Selected extract -
○ ○ ○

Designing your root cellar starts with some thought of what it will be used for.
Wine and beer storage?
A place to store your homegrown beets, carrots and potatoes?
Or just a catch all for anything to do with food, like canned and bottled preserves, the jars themselves, or where you put all your wine making gear.
Whatever you decide for its purpose will dictate the shelves or racks you build or buy.
The easiest construction technique is to use plywood for shelves, with two by four lumber to make racks to hold the shelves.
Measure whatever it is that you'll store here, and make the shelves deep enough to hold that item - nothing is worse than finding that your shelf is two inches too shallow for jars and bottles of wine and preserves.
Bins can be simply Rubbermaid totes.
If you're using these for root vegetables, drill a few holes in them to drain out any moisture, and allow air flow.
The plastic they're made of is easy to clean (always a plus) and the lids fit tightly enough to keep out bugs and vermin.
Plus, they're stackable! Get various sizes so you conserve space.
Keep in mind that mice love places where food is stored, especially if you're leaving it alone for long periods of time. Either make the bins unchewable, or line everything with mesh to prevent them getting in.
If mice do decide to set up house, these mousetraps do the best job of trapping them.
Don't be too tender hearted - besides destroying all your hard won produce, mice carry all kinds of diseases that can have long term effects.

○ ○ ○

Questions on the material -
1 > Answer these questions using the root cellar passage.
(a) What material does it recommend for the shelves?
(b) Why should holes be drilled in bins used for root vegetables?
(c) What two measures does it give for keeping mice out?
2 > Print the root cellar passage between "A place to store" and "build or buy.", inclusive.

Segmentation mask data:

○ ○ ○

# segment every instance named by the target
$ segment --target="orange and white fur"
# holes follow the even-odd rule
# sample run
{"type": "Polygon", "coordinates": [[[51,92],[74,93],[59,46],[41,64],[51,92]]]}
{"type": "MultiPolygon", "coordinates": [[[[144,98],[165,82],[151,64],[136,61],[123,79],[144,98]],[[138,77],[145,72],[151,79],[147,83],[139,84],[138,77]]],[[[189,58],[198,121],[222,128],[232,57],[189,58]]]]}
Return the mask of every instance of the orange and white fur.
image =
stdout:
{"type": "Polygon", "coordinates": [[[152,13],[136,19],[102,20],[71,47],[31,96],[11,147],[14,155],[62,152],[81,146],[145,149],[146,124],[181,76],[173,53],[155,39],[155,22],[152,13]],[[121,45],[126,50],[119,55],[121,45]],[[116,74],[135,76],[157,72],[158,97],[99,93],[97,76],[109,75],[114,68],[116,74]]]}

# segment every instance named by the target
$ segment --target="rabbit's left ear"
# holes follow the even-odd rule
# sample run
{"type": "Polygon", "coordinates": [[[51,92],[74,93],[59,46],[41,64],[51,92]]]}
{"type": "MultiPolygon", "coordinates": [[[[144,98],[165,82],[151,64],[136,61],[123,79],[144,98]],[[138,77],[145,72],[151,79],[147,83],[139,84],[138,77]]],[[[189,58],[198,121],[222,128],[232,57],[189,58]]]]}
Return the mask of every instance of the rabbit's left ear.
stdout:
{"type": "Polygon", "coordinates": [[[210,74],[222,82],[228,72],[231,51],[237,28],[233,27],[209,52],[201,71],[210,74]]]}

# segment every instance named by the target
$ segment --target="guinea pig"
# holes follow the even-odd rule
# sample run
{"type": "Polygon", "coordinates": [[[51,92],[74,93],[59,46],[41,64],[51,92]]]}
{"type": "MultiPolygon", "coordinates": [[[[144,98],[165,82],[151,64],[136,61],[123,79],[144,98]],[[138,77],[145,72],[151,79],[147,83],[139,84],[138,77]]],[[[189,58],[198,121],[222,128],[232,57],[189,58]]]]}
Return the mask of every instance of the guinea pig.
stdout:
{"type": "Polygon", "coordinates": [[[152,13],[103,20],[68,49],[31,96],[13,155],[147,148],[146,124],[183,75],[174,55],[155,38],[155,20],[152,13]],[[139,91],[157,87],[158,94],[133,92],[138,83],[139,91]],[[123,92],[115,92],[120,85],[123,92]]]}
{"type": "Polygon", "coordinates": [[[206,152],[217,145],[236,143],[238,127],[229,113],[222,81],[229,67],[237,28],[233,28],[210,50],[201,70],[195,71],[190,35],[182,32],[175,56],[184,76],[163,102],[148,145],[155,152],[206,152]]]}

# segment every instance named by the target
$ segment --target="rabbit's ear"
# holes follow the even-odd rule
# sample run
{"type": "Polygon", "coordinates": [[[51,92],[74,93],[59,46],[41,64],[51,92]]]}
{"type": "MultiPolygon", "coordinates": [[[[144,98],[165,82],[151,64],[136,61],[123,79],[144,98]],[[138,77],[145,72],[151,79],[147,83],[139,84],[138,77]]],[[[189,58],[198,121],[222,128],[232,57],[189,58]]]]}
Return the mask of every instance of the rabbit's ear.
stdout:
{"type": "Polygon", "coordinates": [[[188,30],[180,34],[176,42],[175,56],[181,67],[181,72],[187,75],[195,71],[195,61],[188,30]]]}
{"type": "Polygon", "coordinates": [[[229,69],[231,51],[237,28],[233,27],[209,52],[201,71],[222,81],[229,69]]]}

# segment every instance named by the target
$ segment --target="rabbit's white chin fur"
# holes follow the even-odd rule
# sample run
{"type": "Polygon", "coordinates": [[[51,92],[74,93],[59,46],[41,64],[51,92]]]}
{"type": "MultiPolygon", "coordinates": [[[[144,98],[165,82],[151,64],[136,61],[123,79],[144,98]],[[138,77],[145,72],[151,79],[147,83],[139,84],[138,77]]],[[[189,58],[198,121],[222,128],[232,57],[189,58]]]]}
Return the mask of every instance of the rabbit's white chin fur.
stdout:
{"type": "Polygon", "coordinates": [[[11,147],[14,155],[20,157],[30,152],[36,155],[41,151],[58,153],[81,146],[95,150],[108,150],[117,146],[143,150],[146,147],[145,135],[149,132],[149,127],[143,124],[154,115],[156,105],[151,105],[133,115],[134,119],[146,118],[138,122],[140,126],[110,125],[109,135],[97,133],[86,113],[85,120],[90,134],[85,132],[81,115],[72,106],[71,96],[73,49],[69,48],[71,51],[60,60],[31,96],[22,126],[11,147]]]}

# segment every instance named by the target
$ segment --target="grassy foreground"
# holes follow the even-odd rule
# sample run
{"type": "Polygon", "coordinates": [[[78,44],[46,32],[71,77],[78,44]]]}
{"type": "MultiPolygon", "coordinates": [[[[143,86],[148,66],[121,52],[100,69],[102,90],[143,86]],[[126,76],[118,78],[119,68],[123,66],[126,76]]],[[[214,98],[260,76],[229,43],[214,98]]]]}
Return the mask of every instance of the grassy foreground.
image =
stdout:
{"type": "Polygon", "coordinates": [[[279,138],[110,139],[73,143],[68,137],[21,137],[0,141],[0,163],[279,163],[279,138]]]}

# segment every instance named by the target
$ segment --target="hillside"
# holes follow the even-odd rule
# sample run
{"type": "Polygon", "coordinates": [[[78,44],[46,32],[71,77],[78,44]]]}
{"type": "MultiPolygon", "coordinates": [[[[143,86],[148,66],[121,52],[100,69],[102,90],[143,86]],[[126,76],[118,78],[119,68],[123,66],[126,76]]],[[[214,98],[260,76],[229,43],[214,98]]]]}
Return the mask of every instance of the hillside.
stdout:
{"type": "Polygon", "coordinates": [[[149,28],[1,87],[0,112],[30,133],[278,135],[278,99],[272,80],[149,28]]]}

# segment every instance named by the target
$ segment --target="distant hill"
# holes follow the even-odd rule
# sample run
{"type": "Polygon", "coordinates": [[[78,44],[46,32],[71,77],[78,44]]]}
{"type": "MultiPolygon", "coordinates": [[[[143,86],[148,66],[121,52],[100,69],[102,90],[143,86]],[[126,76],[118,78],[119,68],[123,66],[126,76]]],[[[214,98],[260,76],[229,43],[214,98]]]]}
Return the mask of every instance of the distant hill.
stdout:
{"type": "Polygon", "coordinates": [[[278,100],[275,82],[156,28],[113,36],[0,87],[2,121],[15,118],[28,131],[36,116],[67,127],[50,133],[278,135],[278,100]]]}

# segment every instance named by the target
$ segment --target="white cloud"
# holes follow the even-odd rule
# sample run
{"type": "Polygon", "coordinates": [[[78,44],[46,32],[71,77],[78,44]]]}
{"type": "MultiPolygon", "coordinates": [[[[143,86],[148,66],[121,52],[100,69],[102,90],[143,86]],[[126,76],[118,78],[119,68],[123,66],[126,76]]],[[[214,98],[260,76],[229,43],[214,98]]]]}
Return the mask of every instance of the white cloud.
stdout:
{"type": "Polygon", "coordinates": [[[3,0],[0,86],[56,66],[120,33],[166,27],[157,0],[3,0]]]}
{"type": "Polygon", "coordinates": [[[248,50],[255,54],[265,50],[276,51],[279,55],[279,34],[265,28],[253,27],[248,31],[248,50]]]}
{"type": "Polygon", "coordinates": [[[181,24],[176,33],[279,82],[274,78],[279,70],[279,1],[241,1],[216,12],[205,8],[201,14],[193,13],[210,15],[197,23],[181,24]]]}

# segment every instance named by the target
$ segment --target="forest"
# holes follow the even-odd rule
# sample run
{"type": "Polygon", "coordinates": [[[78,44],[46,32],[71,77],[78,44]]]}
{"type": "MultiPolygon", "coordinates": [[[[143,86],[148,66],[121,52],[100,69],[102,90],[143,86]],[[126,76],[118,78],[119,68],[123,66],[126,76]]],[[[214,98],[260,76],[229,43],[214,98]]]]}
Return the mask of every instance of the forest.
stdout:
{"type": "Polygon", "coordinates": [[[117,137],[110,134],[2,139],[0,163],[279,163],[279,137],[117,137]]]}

○ ○ ○

Results for the exercise -
1 >
(a) Plywood, held by racks made from two by four lumber.
(b) To drain out any moisture and allow air flow.
(c) Make the bins unchewable, or line everything with mesh.

2 >
A place to store your homegrown beets, carrots and potatoes?
Or just a catch all for anything to do with food, like canned and bottled preserves, the jars themselves, or where you put all your wine making gear.
Whatever you decide for its purpose will dictate the shelves or racks you build or buy.